◆ Requirements
A – In the excerpt on ASEAN–U.S. relations, could you switch "partner" to "ally" and write out the passage starting at "He observed that" and ending at "while the U.S."?
B – Can you pick up the passage on the ASEAN–U.S. dialogue after its last sentence and carry it on?

◆ Text provided
He observed that the ASEAN–U.S. dialogue suffers in part from different
expectations. In his view, ASEAN expects the U.S.
to be an important strategic, economic and development partner as much as a
diplomatic one while the U.S.
gives a higher priority to ASEAN as 'a strategic partner for political and
regional security purposes'.[249] He
continued:
...the Dialogue between ASEAN and the United
States has yet to reach its full potential.
May I say that, to improve the Dialogue, the United
States has to listen more to ASEAN's
concerns and aspirations. The United States
must also make efforts to appreciate the 'ASEAN way' of conducting business,
which may at times appear slow and sluggish to the United
States.[250]
5.9
He noted further that the U.S.
had not acceded to the Treaty of Amity and Cooperation, which he emphasised was
a 'very important and key document in the life of ASEAN'.[251] Indeed, ASEAN believes that its
dialogue with the U.S.
has 'focused more and more on political and security discussions over the
years, particularly with the end of the Cold War'.[252]
5.10
In keeping with this view, the Hon Edward Masters,
Co-Chairman of the U.S.–Indonesia Society, told a U.S. House of Representatives
committee that the countries of Southeast Asia:
...very much want to see the United States remain a part of the
picture and a more active part than it is now. They find the United
States focused, too narrowly, in their view,
on counter-terrorism. Counter-terrorism is important to them also...But they are
also concerned about the need for better governance, for removing poverty, for
consolidating their democracies...they want to resume rapid economic growth so
they can absorb new entrants into the workforce and work off the very large
unemployed group.[253]
5.11
A former Deputy Undersecretary
of Defense, Mr Dov Zakheim, stated in 2000 that the 'American attitude to ASEAN has
generally been one of benign neglect'.[254]
More recently, U.S. Secretary of State, Dr
Condoleezza Rice,
was criticised for not attending the last ARF meeting in July 2005, sending her deputy instead.[255]
A number of commentators urge the U.S. government to take a more active approach to the ARF and to
consider new mechanisms to step up dialogue with ASEAN as a group.[256] This viewpoint, that the U.S.

◆ Recorded data

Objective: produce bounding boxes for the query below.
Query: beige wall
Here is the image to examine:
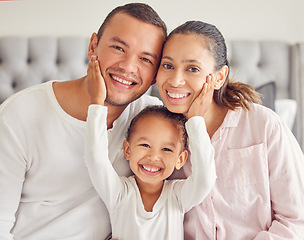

◆ Set of answers
A –
He observed that the ASEAN–U.S. dialogue suffers in part from different
expectations. In his view, ASEAN expects the U.S.
to be an important strategic, economic and development ally as much as a
diplomatic one while the U.S.

B –
could and should be doing more to strengthen its relationship with East
Asia, extends beyond security matters. Some analysts are calling
on the country to expand or accelerate existing measures in diplomacy,
security, trade and cultural exchanges—to 'rediscover its soft power in the
region'.[257]
5.12
At a time when the commitment of the U.S.
to promoting the interests of the region—as distinct from its own narrower
strategic pursuits—is under question, China's
influence is on the ascendency. Indeed, a number of analysts have compared China's
growing sophistication and skill in its foreign diplomacy in the region with
the lack of interest by the U.S.
One stated that China's
charm campaign contrasts sharply with U.S.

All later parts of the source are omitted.